----- Excerto do documento -----

Processo n.º 696/2019 Data do acórdão: 2019-7-18 (Autos em recurso penal)
Assuntos:
– quantidade de referência de uso diário
– art.o 14.o, n.o 3, da Lei n.o 17/2009
– art.o 8.o, n.o 1, da Lei n.o 17/2009
– Lei n.o 10/2016
S U M Á R I O
1. Tendo entrado em vigor, à data dos factos em causa, a nova redacção dada à Lei n.o 17/2009 pela Lei n.o 10/2016, já não pode fazer mais questão o facto de não se ter especificado na factualidade descrita como provada no acórdão recorrido qual a quantidade concreta da metanfetamina detida pelo arguido é que seria destinada por ele ao consumo próprio e qual a quantidade concreta da mesma substância é que seria destinada por ele à venda a outrem.
2. É que o n.o 3 do art.o 14.o da Lei n.o 17/2009 nessa redacção nova, prevê que são contabilizadas as substâncias que se destinem a consumo pessoal na sua totalidade, ou aquelas que, em parte, sejam para consumo pessoal e, em parte, se destinem a outros fins ilegais. Daí que como a quantidade líquida total de metanfetamina detida pelo arguido excede o quíntuplo da quantidade de referência de uso diário da mesma substância, ele deve ser punido nos termos do art.o 8.o, n.o 1, por força nomeadamente do n.o 2 do art.o 14.o da mesma Lei (tudo na dita redacção nova).
O relator,
Chan Kuong Seng
Processo n.º 696/2019
(Autos de recurso penal)
Recorrente (arguido): A
ACORDAM NO TRIBUNAL DE SEGUNDA INSTÂNCIA DA REGIÃO ADMINISTRATIVA ESPECIAL DE MACAU
I – RELATÓRIO
Por acórdão proferido a fls. 295 a 299v do Processo Comum Colectivo n.° CR1-18-0353-PCC do 1.o Juízo Criminal do Tribunal Judicial de Base, o arguido A, aí já melhor identificado, ficou condenado como autor material, na forma consumada, de um crime de tráfico ilícito de estupefacientes, p. e p. pelo art.o 8.o, n.o 1, da Lei n.o 17/2009, de 10 de Agosto (na redacção dada pela Lei n.o 10/2016, de 28 de Dezembro), em cinco anos e três meses de prisão, e de um crime de consumo ilícito de estupefaciente, p. e p. pelo art.o 14.o, n.o 1, da Lei n.o 17/2009 (na redacção dada pela Lei n.o 10/2016), em quatro meses de prisão, e, em cúmulo jurídico dessas duas penas, finalmente na pena única de cinco anos e cinco meses de prisão.

-----

▶ _Resultado esperado_
Indique se cada afirmação concorda com o excerto do acórdão, respondendo sim ou não e citando as palavras do excerto que o decidem. (a) O arguido ficou condenado na pena única de cinco anos e cinco meses de prisão. (b) O acórdão recorrido especificou qual a quantidade de metanfetamina destinada à venda. (c) Pelo crime de consumo ilícito de estupefaciente, o arguido foi condenado em seis meses de prisão. As linhas que vêm a seguir constituem material independente do excerto do acórdão.

----- Material fornecido -----

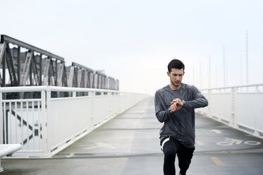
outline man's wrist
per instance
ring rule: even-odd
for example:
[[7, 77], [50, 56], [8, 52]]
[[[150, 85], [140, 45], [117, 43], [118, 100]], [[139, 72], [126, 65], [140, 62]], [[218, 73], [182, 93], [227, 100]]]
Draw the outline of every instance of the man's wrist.
[[185, 104], [186, 104], [186, 102], [183, 100], [182, 102], [183, 102], [183, 107], [185, 106]]

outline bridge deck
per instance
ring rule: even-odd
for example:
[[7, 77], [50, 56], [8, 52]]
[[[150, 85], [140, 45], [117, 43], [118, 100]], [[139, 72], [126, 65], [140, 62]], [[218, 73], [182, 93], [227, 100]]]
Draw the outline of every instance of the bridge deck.
[[[162, 174], [161, 125], [149, 98], [51, 159], [2, 159], [1, 174]], [[262, 174], [262, 161], [263, 140], [197, 114], [188, 174]]]

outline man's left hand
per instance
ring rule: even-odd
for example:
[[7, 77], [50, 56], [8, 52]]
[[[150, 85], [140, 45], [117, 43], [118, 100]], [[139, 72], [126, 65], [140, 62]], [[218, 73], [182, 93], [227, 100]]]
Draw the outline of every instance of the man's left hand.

-----

▶ _Solução proposta_
(a) Sim: "finalmente na pena única de cinco anos e cinco meses de prisão".
(b) Não: "não se ter especificado na factualidade descrita como provada no acórdão recorrido".
(c) Não: "em quatro meses de prisão".